* _Krótkie zadanie 1_:
Przepisz wszystkie rekordy w całości, razem z poleceniami, i zwiększ o 82 każdą współrzędną w odpowiedziach. Liczb w poleceniach nie zmieniaj.

• Kino
  • Mapa
  • Ogłoszenia
  • Forum
  • Komunikacja
  • Raport

Gdynia: ogrodzenie utrudnia dostęp do mieszkań

Patryk Szczerba
18 stycznia 2020 (artykuł sprzed 4 lat) 
  • Płot wokół osiedla Orłowska Sadyba w Gdyni.
  • Płot wokół osiedla Orłowska Sadyba w Gdyni.
  • Płot wokół osiedla Orłowska Sadyba w Gdyni.
  • Płot wokół osiedla Orłowska Sadyba w Gdyni.

Przy zlokalizowanych od ul. Wielkopolskiej w Gdyni budynkach osiedla Sadyba Orłowska pojawiło się ogrodzenie utrudniające dojście do lokali usługowych i części mieszkań. Postawił je deweloper PB Górski. - To nasz teren. Od miesięcy oferowaliśmy wspólnotom jego zakup, ale nie było odzewu, stąd takie kroki - mówią przedstawiciele firmy. - Działania dewelopera można określić jako bezwzględne - nie ukrywają oburzenia mieszkańcy. Sprawa ma być omawiana w najbliższych dniach na zebraniach wspólnot mieszkaniowych.

* _Dane do zadania_:
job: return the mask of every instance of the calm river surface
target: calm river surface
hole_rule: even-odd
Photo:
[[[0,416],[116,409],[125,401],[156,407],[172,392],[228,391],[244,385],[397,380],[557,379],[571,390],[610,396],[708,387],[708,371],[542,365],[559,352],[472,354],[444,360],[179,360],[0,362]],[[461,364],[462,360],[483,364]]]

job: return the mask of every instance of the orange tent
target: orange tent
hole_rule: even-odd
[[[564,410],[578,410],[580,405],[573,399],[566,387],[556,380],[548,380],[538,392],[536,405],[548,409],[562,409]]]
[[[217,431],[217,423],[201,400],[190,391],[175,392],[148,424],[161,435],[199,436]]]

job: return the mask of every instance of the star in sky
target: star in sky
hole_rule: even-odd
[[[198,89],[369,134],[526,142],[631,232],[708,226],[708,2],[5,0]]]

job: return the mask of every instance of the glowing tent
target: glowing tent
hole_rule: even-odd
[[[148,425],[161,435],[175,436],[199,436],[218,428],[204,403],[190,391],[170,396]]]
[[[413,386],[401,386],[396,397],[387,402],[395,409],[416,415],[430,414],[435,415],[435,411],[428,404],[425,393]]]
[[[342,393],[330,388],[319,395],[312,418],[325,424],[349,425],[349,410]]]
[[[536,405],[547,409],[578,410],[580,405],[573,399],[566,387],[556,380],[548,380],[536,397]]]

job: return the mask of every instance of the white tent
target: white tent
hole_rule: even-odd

* _Krótkie zadanie 2_:
Kto według artykułu o ogrodzeniu w Gdyni postawił płot przy budynkach osiedla Sadyba Orłowska?

* _Gotowa odpowiedź 1_:
job: return the mask of every instance of the calm river surface
target: calm river surface
hole_rule: even-odd
Photo:
[[[82,498],[198,491],[207,483],[238,489],[254,474],[310,473],[326,467],[479,462],[639,461],[653,472],[692,478],[790,469],[790,453],[624,447],[641,434],[554,436],[526,442],[261,442],[82,444]],[[543,446],[544,442],[565,446]]]

job: return the mask of every instance of the orange tent
target: orange tent
hole_rule: even-odd
[[[646,492],[660,492],[662,487],[655,481],[648,469],[638,462],[630,462],[620,474],[618,487],[630,491],[644,491]]]
[[[299,513],[299,505],[283,482],[272,473],[257,474],[230,506],[243,517],[281,518]]]

job: return the mask of every instance of the star in sky
target: star in sky
hole_rule: even-odd
[[[280,171],[451,216],[608,224],[713,314],[790,308],[790,84],[87,82]]]

job: return the mask of every instance of the glowing tent
target: glowing tent
hole_rule: even-odd
[[[230,507],[243,517],[257,518],[281,518],[300,510],[286,485],[272,473],[252,478]]]
[[[495,468],[483,468],[478,479],[469,484],[477,491],[498,497],[512,496],[517,497],[517,493],[510,486],[507,475]]]
[[[424,475],[412,470],[401,477],[394,500],[407,506],[431,507],[431,492]]]
[[[618,487],[629,491],[660,492],[662,487],[655,481],[648,469],[638,462],[630,462],[618,479]]]

job: return the mask of every instance of the white tent
target: white tent
hole_rule: even-odd

* _Gotowa odpowiedź 2_:
Deweloper PB Górski.